Recorded data

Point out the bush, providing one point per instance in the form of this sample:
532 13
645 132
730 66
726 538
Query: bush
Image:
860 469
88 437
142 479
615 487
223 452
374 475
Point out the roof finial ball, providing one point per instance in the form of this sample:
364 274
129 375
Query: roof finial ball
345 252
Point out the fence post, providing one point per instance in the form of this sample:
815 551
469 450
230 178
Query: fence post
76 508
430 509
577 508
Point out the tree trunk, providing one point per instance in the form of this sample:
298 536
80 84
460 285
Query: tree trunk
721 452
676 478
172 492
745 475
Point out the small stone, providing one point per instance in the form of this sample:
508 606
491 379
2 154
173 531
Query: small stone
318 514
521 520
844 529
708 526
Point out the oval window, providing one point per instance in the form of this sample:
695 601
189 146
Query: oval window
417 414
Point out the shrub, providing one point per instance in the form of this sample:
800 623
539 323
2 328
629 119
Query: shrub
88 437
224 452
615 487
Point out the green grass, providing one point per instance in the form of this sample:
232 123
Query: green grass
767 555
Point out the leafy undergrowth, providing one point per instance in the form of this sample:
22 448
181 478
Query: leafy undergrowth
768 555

* * *

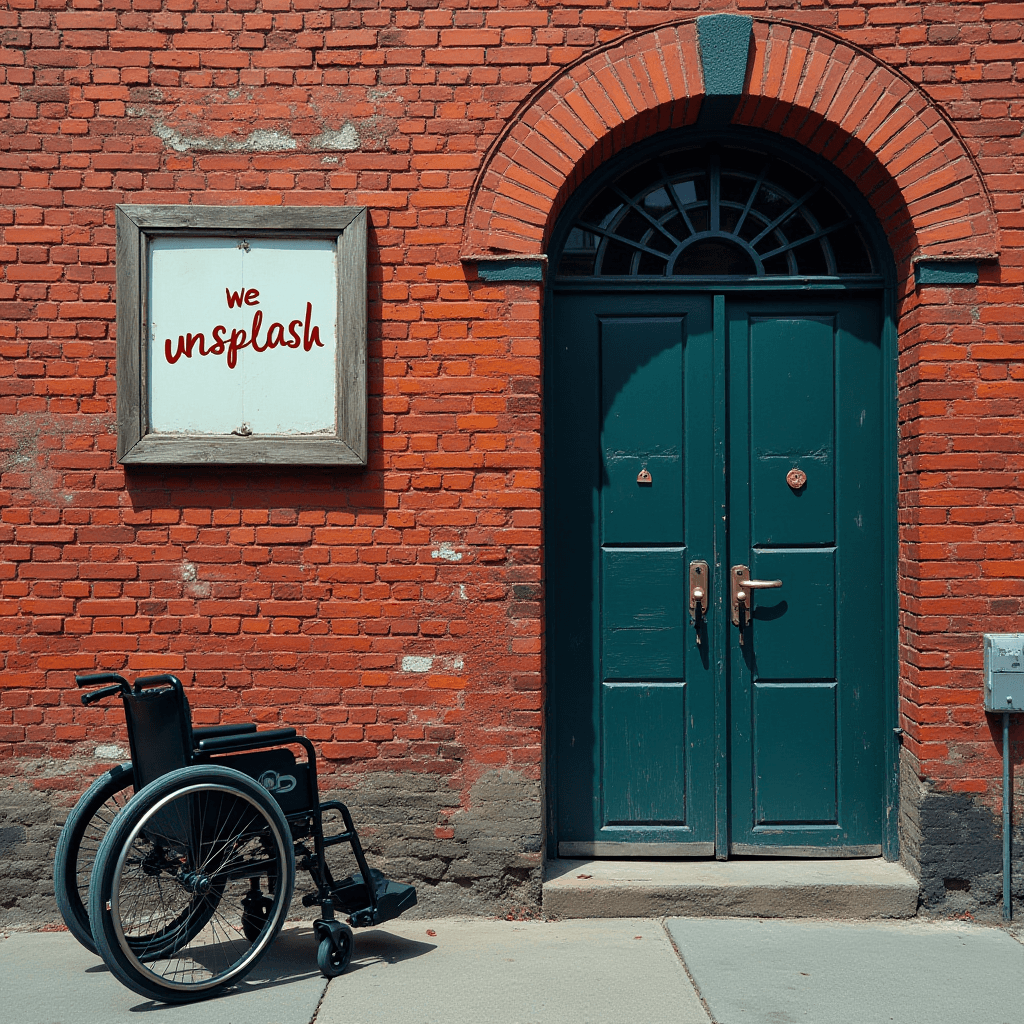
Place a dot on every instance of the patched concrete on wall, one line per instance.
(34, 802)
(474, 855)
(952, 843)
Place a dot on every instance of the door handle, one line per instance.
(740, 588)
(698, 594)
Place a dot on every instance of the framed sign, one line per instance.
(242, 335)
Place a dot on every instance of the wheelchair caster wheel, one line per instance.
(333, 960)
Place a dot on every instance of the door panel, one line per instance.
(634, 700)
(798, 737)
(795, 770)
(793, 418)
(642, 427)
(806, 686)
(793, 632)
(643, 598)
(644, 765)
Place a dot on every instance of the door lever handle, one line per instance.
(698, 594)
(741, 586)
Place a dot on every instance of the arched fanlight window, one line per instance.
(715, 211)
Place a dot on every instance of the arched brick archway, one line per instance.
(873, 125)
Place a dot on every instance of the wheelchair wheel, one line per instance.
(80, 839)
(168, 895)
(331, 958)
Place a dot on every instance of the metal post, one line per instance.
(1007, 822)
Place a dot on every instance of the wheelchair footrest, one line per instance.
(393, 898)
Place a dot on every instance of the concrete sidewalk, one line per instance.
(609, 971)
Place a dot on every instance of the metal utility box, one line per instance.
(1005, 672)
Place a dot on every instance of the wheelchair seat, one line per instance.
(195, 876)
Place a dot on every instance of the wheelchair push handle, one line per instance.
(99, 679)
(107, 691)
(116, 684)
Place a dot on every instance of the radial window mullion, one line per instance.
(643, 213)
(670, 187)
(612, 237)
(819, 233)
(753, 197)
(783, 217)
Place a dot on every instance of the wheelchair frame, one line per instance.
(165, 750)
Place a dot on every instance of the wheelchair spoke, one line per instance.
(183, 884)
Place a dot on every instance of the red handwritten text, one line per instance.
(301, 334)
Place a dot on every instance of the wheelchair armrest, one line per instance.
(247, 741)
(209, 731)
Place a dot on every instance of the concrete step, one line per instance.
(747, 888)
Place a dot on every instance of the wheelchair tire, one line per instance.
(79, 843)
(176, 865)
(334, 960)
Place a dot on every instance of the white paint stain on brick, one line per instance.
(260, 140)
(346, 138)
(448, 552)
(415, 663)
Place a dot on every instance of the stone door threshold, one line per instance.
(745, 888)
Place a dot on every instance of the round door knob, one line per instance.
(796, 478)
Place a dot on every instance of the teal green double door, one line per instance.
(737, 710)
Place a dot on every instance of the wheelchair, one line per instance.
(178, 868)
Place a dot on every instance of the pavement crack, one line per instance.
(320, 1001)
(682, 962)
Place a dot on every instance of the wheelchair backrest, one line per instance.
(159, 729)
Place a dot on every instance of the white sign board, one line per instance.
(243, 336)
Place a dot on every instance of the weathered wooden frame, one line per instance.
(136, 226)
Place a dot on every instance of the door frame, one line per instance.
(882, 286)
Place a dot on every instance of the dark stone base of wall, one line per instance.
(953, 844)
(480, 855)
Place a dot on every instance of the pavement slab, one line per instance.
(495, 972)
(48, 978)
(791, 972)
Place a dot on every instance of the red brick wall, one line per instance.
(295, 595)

(What this task involves) Each line above that has the word "bush" should be copied.

(Response to this task)
Point out the bush, providing one point per instance in the form of this sample:
Query: bush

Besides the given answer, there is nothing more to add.